* _抽出テキスト_:
□ □ □ □ □ □ □
つくろう、島の未来

2024年10月14日 月曜日

つくろう、島の未来

「国境離島」と呼ばれる島々に暮らしている人の想いを紹介。2017年4月、「有人国境離島法」が施行され、29市町村71島が特定有人国境離島地域として指定されました。「国境離島に生きる」では、内閣府総合海洋政策推進事務局による「日本の国境に行こう!!」プロジェクトの一環として実施された、71島の国境離島に生きる人々へのインタビューを、ウェブマガジン『another life.』とのタイアップにて公開します。

小さな集落の小さな活動が、大きな輪となる。
故郷に捧げる、元警察官のセカンドライフ。

深田和幸(ふかだ・かずゆき)|種子島鉄砲隊・中種子火縄銃保存会会員。元・警察官という経歴を持ち、現在は鹿児島県の保健所に務める傍ら、土日を中心に種子島鉄砲隊・中種子火縄銃保存会会員として精を出す。

東京での警察官生活を早期にリタイアし、生まれ故郷の種子島(たねがしま|鹿児島県)に戻った深田さん。故郷を離れ、東京で見つけたやりがいを捨て、地元に戻ったきっかけとは。地元で見つけた、次なる目標とは。お話を伺いました。
□ □ □ □ □ □ □
* _課題_:
1 – 抽出テキストのうち、「故郷に捧げる、元警察官のセカンドライフ。」で始まり「目標とは。お話を伺いました。」までの部分を、そのまま書き写してください。
2 – 抽出テキストで「」または『』に囲まれている語句をすべて挙げてください。
3 – 次の(a)〜(c)が抽出テキストの内容と一致するかを、それぞれ「はい」か「いいえ」で答え、根拠となる抽出テキストの語句を引用してください。
(a) 有人国境離島法は2017年4月に施行された。
(b) 深田さんは東京で消防士として働いていた。
(c) 深田さんは現在、鹿児島県の保健所に勤めている。

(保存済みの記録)
□ □ □ □ □ □ □
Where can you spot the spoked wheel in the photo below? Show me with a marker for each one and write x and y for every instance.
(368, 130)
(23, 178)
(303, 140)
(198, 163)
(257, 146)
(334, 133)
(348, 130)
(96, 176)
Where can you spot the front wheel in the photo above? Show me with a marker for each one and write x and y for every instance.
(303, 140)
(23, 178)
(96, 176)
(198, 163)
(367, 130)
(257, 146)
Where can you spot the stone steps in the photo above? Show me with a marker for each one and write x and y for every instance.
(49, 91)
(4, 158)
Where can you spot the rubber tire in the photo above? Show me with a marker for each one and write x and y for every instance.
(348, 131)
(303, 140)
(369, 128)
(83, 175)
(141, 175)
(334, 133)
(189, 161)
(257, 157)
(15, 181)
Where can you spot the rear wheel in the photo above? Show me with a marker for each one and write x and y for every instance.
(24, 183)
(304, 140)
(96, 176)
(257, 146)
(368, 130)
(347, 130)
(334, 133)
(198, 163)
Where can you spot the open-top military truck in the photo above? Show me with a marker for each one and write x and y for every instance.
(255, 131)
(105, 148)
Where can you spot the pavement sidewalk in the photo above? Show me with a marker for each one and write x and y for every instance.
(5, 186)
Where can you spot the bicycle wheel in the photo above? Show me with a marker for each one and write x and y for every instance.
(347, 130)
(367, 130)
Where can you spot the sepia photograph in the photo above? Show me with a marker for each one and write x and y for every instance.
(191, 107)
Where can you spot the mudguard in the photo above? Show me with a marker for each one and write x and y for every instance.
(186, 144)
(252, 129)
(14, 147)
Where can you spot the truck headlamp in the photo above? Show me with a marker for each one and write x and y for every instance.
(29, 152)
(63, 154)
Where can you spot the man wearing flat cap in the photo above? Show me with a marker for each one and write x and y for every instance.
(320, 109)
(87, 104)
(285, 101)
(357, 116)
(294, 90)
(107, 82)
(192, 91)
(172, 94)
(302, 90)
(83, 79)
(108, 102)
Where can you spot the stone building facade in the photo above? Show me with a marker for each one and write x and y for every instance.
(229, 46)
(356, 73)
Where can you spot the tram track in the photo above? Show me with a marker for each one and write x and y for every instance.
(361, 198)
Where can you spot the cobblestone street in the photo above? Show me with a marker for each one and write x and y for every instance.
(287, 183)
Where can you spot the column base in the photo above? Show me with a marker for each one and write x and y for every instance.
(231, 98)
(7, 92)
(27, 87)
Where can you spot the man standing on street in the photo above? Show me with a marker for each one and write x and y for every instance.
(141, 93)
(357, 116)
□ □ □ □ □ □ □
* _解答_:
1 –
故郷に捧げる、元警察官のセカンドライフ。

深田和幸(ふかだ・かずゆき)|種子島鉄砲隊・中種子火縄銃保存会会員。元・警察官という経歴を持ち、現在は鹿児島県の保健所に務める傍ら、土日を中心に種子島鉄砲隊・中種子火縄銃保存会会員として精を出す。

東京での警察官生活を早期にリタイアし、生まれ故郷の種子島(たねがしま|鹿児島県)に戻った深田さん。故郷を離れ、東京で見つけたやりがいを捨て、地元に戻ったきっかけとは。地元で見つけた、次なる目標とは。お話を伺いました。

2 –
「国境離島」
「有人国境離島法」
「国境離島に生きる」
「日本の国境に行こう!!」
『another life.』

3 –
(a) はい:「2017年4月、「有人国境離島法」が施行され」
(b) いいえ:「東京での警察官生活を早期にリタイアし」
(c) はい:「現在は鹿児島県の保健所に務める傍ら」